* _EXERCISE DESCRIPTION_
Locate the line with "of the asphalt" in the material. Copy that line and each one after it, through the last, exactly and with nothing else.

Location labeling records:
-.-.-
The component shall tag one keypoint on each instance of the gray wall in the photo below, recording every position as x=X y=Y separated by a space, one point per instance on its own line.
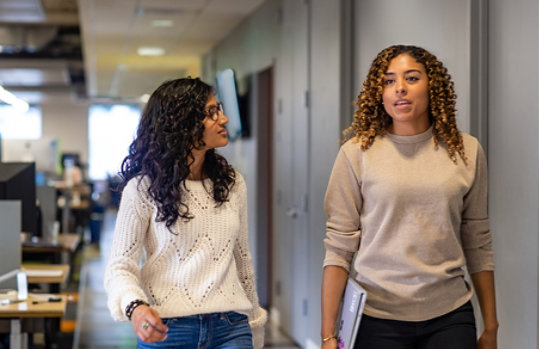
x=67 y=121
x=307 y=59
x=514 y=166
x=444 y=28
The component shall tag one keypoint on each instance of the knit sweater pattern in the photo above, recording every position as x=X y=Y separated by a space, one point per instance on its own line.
x=416 y=220
x=199 y=266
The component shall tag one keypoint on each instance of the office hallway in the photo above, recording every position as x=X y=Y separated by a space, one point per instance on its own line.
x=95 y=328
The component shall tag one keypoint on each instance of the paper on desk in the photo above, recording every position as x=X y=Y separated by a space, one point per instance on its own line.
x=43 y=272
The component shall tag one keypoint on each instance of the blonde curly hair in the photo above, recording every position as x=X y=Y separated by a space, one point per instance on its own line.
x=371 y=118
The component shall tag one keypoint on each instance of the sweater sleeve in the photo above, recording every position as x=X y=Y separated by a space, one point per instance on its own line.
x=343 y=204
x=475 y=232
x=257 y=315
x=122 y=273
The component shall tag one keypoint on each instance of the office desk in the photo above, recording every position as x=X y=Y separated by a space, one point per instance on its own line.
x=67 y=242
x=53 y=280
x=23 y=310
x=75 y=197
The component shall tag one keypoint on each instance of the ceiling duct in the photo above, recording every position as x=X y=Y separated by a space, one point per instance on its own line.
x=22 y=38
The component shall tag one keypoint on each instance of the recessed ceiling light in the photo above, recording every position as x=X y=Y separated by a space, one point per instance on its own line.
x=145 y=98
x=150 y=51
x=162 y=23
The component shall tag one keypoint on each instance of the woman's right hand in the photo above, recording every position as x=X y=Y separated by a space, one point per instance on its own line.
x=330 y=344
x=148 y=325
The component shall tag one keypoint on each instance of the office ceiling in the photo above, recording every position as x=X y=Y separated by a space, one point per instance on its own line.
x=89 y=49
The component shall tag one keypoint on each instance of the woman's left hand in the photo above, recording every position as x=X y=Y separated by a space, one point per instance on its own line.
x=148 y=325
x=488 y=340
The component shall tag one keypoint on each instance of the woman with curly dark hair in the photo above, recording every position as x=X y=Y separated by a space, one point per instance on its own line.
x=184 y=210
x=408 y=193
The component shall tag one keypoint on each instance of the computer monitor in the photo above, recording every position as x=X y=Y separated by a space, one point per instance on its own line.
x=18 y=182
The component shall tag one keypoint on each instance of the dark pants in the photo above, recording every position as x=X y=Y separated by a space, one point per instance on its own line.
x=455 y=330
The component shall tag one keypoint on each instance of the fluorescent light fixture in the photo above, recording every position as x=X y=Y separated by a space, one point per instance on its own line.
x=150 y=51
x=11 y=99
x=164 y=23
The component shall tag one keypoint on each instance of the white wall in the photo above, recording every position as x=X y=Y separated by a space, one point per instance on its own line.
x=514 y=166
x=262 y=41
x=252 y=47
x=327 y=111
x=67 y=121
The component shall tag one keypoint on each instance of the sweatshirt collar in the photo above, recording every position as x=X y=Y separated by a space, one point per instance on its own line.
x=420 y=137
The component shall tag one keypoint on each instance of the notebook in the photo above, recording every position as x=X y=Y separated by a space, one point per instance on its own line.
x=351 y=311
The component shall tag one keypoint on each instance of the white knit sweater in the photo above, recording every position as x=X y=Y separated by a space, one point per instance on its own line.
x=203 y=266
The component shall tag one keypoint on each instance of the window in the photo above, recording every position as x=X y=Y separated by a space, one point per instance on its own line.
x=111 y=130
x=15 y=124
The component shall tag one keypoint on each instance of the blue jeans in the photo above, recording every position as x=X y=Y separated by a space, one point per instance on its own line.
x=455 y=330
x=228 y=330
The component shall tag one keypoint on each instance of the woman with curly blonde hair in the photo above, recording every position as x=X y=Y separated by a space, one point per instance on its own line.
x=408 y=193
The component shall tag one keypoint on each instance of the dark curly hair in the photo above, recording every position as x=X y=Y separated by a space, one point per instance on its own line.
x=371 y=118
x=169 y=129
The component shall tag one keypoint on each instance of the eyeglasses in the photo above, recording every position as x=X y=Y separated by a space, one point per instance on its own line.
x=213 y=111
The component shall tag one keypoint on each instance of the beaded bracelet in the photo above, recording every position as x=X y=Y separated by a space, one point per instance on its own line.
x=131 y=307
x=329 y=337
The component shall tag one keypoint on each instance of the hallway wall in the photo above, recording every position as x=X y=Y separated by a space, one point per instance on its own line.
x=266 y=38
x=513 y=114
x=513 y=130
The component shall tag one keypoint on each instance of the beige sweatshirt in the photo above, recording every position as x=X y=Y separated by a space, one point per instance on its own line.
x=415 y=219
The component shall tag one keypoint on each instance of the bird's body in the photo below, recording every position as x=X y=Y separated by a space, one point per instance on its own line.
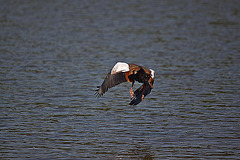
x=123 y=72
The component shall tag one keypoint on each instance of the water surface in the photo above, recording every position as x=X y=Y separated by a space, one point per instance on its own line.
x=54 y=54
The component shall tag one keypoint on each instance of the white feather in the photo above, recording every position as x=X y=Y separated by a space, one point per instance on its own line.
x=120 y=67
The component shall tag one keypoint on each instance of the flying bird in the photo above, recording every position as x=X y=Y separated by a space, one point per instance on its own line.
x=124 y=72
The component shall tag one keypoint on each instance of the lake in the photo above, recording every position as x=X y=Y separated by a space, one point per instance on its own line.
x=54 y=54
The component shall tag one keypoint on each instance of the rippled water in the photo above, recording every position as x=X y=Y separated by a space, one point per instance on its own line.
x=53 y=54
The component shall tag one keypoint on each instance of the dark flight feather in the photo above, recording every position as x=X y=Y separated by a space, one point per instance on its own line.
x=110 y=81
x=139 y=92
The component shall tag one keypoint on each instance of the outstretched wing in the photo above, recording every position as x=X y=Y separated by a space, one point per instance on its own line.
x=110 y=81
x=139 y=92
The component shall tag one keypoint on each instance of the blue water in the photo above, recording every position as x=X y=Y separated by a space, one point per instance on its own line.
x=54 y=54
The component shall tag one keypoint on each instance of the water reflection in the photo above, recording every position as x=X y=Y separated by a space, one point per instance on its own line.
x=54 y=54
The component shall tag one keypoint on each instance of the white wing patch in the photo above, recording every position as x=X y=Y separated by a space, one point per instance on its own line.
x=120 y=67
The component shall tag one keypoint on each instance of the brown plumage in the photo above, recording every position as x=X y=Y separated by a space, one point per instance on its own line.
x=123 y=72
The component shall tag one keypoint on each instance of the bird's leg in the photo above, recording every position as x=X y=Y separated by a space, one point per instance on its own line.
x=131 y=91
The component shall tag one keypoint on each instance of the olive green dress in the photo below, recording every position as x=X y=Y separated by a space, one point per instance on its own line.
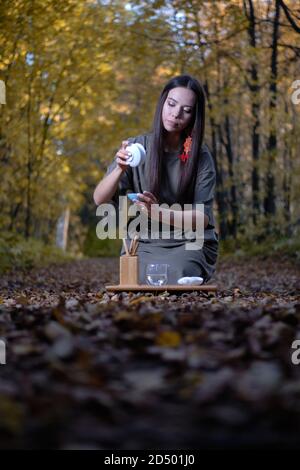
x=182 y=262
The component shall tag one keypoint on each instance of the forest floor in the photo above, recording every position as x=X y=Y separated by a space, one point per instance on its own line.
x=90 y=370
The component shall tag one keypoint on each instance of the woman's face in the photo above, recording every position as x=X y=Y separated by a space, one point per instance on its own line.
x=178 y=109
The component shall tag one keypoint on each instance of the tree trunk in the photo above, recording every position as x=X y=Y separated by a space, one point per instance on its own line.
x=269 y=201
x=255 y=107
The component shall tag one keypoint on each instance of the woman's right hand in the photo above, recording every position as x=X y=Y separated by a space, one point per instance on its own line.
x=122 y=155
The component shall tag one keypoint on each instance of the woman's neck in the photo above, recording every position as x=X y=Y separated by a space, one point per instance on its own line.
x=172 y=142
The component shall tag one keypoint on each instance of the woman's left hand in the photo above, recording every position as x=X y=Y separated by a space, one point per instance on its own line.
x=145 y=200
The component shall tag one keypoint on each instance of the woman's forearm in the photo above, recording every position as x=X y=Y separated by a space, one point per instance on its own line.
x=107 y=186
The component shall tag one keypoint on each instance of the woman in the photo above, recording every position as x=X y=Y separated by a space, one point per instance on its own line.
x=178 y=169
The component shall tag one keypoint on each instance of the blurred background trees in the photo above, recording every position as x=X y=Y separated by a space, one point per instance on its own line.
x=83 y=76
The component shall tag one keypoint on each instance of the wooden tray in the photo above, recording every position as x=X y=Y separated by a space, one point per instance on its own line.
x=175 y=287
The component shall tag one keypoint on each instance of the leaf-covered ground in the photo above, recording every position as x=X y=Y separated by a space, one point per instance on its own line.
x=88 y=369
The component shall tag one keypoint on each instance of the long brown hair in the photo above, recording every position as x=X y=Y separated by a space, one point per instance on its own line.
x=195 y=129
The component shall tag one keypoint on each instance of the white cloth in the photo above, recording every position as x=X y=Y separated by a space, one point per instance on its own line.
x=190 y=280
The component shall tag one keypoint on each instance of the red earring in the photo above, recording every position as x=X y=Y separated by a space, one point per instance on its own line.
x=187 y=149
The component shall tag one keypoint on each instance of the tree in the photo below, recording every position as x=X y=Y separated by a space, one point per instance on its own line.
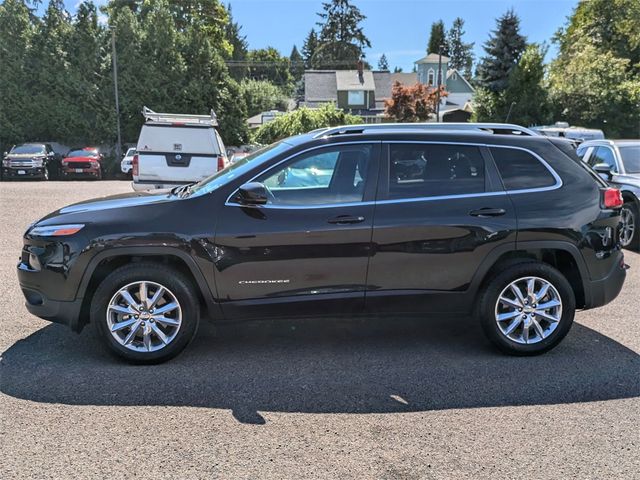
x=309 y=47
x=383 y=63
x=412 y=103
x=460 y=52
x=504 y=48
x=297 y=64
x=437 y=39
x=303 y=120
x=341 y=39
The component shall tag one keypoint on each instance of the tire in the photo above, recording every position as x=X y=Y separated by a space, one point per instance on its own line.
x=146 y=346
x=630 y=239
x=514 y=342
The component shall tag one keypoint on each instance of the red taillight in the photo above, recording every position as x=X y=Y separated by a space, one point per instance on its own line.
x=612 y=198
x=222 y=162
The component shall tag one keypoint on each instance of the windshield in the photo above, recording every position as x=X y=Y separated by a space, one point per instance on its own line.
x=82 y=153
x=238 y=168
x=28 y=149
x=631 y=158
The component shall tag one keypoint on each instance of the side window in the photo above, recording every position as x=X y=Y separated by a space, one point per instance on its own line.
x=603 y=155
x=325 y=176
x=425 y=170
x=521 y=170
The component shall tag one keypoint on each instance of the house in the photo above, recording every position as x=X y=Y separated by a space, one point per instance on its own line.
x=361 y=92
x=459 y=89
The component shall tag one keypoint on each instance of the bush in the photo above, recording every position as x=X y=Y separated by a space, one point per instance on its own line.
x=304 y=120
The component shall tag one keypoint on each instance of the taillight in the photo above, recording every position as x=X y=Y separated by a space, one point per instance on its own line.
x=612 y=198
x=222 y=162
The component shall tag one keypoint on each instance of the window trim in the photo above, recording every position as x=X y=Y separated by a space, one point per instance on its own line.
x=382 y=158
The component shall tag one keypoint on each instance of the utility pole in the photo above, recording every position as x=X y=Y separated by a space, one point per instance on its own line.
x=115 y=87
x=439 y=83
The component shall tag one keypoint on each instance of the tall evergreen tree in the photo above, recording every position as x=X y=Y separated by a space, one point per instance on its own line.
x=341 y=40
x=504 y=48
x=460 y=52
x=309 y=47
x=383 y=63
x=437 y=38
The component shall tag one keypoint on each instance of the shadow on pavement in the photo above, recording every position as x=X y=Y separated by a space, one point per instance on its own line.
x=323 y=366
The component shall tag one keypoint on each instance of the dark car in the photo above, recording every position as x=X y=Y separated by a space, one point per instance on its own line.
x=618 y=162
x=31 y=160
x=82 y=163
x=408 y=221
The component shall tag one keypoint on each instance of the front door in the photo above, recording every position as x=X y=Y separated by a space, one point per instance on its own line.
x=305 y=251
x=441 y=210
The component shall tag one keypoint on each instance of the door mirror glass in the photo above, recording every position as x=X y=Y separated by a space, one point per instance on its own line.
x=252 y=193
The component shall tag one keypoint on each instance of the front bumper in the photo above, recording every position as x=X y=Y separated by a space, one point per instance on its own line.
x=602 y=291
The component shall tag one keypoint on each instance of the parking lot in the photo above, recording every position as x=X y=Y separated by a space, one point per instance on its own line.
x=391 y=398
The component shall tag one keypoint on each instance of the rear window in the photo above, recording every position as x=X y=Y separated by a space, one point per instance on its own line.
x=520 y=170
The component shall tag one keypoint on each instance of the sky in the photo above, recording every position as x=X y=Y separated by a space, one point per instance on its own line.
x=398 y=28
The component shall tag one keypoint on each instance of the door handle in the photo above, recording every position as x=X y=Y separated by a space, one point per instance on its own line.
x=487 y=212
x=345 y=220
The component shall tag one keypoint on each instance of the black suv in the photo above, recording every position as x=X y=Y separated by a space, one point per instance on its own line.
x=31 y=160
x=353 y=220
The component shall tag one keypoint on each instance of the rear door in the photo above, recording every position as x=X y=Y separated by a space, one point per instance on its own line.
x=177 y=154
x=306 y=251
x=441 y=210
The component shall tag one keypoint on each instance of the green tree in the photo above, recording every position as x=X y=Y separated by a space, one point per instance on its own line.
x=383 y=63
x=303 y=120
x=309 y=47
x=437 y=38
x=460 y=52
x=341 y=40
x=504 y=48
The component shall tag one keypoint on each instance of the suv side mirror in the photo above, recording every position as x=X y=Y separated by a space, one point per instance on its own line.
x=604 y=170
x=252 y=193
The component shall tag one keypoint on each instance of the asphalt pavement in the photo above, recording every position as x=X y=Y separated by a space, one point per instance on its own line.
x=389 y=398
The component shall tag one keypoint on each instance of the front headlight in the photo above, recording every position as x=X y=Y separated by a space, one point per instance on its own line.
x=56 y=230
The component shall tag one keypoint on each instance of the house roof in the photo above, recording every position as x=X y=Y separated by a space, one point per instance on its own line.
x=432 y=58
x=351 y=80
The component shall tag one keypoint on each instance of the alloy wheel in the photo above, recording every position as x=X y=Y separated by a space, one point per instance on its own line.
-.-.-
* _EXPECTED ANSWER_
The component shall tag one keypoint on each instance of the asphalt pavement in the photo above, recording every position as x=X y=Y separated by a space, one point per instance on its own line.
x=389 y=398
The component shall tag one keypoint on each instance of the front headlight in the photo above, recording every position as x=X y=Y separated by a space, one point per instance on its own line.
x=56 y=230
The component shall tag one keypoint on each instance of the house roof in the photo above, recording every position as x=X y=Y separated by a space, one point per instance on its own line.
x=432 y=58
x=351 y=80
The component shall tag one keypoint on each instance of the alloy wheel in the photo above, recording every position as x=X y=Y separated by a space, one point per instance on its own line.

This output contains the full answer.